Coordinate annotation entries>
++++++

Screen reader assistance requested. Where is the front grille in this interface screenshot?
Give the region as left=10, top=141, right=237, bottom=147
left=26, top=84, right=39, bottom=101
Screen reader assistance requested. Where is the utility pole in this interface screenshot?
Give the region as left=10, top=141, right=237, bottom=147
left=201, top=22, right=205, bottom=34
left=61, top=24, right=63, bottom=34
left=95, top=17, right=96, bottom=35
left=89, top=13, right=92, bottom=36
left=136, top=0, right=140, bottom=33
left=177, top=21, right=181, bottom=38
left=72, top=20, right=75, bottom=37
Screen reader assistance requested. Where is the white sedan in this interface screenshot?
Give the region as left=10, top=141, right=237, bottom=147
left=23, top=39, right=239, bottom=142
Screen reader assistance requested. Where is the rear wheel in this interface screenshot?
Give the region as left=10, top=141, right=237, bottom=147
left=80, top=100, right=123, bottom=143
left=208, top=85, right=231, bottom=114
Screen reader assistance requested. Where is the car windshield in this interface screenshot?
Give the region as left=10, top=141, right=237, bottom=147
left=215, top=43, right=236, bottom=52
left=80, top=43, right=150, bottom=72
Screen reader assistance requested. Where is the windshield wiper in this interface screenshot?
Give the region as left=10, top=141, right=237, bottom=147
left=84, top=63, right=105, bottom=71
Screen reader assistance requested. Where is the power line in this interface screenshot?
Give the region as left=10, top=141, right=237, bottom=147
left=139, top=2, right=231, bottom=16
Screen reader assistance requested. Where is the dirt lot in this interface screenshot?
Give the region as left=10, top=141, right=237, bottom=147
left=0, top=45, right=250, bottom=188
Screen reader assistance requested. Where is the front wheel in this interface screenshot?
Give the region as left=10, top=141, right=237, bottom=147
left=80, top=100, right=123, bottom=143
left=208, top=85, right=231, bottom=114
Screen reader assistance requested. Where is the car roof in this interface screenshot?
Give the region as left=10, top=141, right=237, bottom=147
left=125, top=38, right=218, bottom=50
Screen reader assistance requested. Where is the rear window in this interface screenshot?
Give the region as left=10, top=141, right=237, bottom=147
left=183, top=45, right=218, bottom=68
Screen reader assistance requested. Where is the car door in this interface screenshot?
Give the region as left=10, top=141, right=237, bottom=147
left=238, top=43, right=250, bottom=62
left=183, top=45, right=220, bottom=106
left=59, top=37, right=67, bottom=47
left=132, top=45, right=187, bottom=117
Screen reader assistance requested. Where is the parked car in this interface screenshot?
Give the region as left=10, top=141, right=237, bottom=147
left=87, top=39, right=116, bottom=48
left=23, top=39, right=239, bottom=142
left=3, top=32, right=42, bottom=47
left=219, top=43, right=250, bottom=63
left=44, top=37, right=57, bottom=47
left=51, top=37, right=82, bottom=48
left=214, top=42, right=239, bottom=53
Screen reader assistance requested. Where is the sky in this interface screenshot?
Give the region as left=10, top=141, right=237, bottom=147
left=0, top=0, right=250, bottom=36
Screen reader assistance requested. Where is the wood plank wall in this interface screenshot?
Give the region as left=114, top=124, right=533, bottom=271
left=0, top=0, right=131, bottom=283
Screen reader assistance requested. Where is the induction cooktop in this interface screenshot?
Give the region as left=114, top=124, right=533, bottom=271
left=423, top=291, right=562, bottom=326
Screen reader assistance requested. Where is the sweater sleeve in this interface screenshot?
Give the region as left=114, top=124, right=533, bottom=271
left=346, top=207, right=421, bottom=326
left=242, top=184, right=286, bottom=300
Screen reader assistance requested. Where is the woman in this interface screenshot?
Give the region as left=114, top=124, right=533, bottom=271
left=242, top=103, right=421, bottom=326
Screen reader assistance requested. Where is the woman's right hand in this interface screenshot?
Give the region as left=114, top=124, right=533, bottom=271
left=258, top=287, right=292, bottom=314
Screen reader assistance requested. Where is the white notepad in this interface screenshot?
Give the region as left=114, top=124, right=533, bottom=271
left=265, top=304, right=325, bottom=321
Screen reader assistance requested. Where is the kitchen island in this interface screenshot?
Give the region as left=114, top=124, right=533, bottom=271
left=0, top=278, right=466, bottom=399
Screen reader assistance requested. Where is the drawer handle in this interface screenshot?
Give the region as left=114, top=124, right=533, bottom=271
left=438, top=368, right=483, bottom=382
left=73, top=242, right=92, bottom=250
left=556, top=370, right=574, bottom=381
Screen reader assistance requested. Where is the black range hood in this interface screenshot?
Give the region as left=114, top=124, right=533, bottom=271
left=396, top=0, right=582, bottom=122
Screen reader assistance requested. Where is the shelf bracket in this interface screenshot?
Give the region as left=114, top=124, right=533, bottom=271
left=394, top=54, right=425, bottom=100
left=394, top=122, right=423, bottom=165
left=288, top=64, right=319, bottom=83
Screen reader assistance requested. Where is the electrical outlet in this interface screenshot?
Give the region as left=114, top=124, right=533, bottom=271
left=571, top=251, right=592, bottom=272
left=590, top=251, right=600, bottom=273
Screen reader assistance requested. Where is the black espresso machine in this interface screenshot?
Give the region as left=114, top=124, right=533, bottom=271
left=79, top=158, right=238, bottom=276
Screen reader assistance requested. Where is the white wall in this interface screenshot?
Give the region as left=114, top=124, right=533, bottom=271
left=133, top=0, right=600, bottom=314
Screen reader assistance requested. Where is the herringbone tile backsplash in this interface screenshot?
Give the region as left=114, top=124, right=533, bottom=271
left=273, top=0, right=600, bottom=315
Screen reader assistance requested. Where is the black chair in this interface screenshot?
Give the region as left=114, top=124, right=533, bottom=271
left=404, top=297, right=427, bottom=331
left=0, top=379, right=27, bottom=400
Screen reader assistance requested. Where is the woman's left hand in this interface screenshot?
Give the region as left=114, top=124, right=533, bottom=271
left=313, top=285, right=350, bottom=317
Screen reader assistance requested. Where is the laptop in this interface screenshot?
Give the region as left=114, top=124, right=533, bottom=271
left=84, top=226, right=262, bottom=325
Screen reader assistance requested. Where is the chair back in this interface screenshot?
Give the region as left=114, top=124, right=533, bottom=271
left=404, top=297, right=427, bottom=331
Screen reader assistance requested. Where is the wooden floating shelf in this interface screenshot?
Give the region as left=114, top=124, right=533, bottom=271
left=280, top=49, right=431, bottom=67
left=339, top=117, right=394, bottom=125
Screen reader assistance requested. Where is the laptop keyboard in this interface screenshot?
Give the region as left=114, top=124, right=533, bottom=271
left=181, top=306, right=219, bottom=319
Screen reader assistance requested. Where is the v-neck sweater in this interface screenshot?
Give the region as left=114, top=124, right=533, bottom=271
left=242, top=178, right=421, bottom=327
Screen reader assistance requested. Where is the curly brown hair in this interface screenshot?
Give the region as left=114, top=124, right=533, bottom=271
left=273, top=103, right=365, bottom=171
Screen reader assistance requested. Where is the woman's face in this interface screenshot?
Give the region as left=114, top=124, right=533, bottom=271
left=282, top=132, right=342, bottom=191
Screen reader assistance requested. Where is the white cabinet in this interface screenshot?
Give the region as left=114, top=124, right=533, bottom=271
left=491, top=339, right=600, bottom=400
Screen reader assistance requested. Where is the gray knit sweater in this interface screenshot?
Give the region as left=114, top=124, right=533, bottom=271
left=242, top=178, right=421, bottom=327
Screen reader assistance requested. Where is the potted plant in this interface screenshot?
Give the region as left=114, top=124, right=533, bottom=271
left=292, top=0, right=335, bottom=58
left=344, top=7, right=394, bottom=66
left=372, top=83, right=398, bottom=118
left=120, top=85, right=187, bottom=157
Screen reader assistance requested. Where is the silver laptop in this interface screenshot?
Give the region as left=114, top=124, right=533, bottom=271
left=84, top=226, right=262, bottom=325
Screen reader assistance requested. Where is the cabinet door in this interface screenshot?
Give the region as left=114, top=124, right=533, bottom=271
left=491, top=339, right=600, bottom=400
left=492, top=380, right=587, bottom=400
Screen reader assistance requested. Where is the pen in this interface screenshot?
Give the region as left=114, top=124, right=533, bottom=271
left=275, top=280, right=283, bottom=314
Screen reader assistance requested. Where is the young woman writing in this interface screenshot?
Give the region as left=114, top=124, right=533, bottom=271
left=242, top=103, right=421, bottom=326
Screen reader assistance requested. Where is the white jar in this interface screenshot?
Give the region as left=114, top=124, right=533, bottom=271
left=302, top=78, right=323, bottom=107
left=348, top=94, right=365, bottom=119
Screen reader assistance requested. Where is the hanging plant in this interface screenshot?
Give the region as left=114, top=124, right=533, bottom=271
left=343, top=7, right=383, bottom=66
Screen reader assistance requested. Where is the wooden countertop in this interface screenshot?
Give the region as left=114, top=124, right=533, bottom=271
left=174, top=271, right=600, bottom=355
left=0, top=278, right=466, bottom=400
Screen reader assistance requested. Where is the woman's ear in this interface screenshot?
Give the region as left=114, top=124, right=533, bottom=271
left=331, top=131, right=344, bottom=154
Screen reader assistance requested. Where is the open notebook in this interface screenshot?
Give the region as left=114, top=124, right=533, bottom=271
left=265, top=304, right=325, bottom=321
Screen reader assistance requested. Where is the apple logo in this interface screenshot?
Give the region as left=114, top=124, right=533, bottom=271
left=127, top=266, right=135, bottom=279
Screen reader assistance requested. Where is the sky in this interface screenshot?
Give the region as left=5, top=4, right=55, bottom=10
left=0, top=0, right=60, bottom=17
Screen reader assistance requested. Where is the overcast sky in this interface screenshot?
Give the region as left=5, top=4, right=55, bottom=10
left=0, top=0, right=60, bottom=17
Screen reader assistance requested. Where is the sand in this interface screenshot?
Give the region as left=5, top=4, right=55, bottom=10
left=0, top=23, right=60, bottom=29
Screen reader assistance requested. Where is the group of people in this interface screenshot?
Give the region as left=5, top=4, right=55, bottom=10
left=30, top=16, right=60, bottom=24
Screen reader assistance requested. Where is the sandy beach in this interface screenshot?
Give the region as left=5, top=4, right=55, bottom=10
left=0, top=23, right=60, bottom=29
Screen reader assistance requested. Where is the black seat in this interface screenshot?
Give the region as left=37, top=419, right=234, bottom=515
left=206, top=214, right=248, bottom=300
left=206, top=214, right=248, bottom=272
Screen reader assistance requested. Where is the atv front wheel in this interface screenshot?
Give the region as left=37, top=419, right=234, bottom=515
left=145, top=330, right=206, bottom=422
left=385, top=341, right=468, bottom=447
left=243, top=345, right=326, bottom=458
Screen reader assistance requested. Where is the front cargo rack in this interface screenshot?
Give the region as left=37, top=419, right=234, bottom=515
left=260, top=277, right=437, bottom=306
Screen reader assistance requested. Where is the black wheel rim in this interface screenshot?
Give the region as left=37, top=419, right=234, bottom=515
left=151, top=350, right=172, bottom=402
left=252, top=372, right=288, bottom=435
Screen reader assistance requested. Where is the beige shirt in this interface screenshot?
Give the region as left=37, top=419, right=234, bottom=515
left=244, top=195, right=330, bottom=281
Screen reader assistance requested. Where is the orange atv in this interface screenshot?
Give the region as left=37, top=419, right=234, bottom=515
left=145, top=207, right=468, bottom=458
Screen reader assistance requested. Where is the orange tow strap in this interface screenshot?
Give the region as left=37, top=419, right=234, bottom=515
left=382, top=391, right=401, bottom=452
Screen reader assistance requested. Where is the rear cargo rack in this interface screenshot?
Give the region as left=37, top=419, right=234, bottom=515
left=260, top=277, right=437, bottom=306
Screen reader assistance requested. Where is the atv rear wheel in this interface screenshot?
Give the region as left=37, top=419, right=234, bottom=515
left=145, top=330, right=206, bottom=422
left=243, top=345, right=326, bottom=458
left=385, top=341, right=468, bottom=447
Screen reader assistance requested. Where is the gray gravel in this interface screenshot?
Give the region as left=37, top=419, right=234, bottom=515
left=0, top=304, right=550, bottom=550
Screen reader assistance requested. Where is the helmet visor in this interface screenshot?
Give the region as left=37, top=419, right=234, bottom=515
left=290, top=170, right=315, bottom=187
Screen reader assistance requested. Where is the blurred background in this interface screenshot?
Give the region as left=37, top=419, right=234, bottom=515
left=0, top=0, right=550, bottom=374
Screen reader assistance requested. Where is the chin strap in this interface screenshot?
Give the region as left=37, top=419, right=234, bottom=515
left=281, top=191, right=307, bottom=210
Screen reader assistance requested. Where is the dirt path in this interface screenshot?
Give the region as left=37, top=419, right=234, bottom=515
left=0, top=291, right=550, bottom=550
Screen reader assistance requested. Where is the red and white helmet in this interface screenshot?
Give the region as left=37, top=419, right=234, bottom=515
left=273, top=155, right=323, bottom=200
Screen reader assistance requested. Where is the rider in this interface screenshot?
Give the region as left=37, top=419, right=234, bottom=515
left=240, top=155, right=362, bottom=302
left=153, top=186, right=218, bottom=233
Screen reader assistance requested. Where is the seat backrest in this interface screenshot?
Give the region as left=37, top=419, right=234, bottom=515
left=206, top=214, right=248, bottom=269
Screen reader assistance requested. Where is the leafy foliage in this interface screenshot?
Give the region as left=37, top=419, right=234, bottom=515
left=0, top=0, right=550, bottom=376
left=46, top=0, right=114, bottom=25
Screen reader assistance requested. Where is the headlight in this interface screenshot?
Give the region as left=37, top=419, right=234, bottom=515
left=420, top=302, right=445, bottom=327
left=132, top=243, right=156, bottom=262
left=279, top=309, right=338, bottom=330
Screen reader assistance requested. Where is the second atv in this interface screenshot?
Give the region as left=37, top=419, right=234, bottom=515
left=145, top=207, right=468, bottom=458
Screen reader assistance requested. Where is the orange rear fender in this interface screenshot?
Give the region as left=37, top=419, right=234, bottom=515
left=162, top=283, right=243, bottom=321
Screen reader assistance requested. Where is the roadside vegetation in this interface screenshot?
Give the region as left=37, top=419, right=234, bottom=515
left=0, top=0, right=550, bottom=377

++++++

What is needed> Output exactly the lines between the one containing "Screen reader assistance requested. Where is the chin" and the final line above, both inclusive.

Output for this task>
Screen reader assistance requested. Where is the chin strap in this interface screenshot?
Give the region as left=37, top=419, right=234, bottom=515
left=281, top=191, right=307, bottom=210
Screen reader assistance requested. Where is the dirt path in this interface screenshot?
Give the region as left=37, top=419, right=234, bottom=515
left=0, top=291, right=550, bottom=550
Screen reader assistance requested. Where is the red and white helmet in this interface screenshot?
Give the region as left=37, top=419, right=234, bottom=515
left=273, top=155, right=323, bottom=200
Screen reader assistance requested. Where is the rider in this interface screenshot?
Give the region as left=37, top=419, right=234, bottom=515
left=240, top=155, right=362, bottom=302
left=153, top=186, right=218, bottom=233
Screen reader assistance requested. Where is the seat backrest in this interface screenshot?
Give the region as left=37, top=419, right=234, bottom=515
left=206, top=214, right=248, bottom=269
Screen reader assistance requested. Where is the leafy foliage in this interface screenshot?
Give the region as left=37, top=419, right=234, bottom=515
left=0, top=0, right=550, bottom=376
left=46, top=0, right=114, bottom=25
Screen reader assistance requested. Where is the headlight in this interface screenshot?
Give the region as left=37, top=419, right=234, bottom=515
left=420, top=302, right=445, bottom=327
left=132, top=243, right=156, bottom=262
left=279, top=309, right=338, bottom=330
Screen reader assistance requested. Where is the second atv in this interface screenshot?
Give the region as left=37, top=419, right=234, bottom=515
left=145, top=207, right=468, bottom=458
Screen reader assistance requested. Where is the orange rear fender in this interface screenshot?
Give the region as left=37, top=419, right=234, bottom=515
left=162, top=283, right=243, bottom=321
Screen reader assistance requested. Where is the roadside vegetation in this interface screenshot?
Give the region as left=37, top=419, right=234, bottom=515
left=0, top=0, right=550, bottom=377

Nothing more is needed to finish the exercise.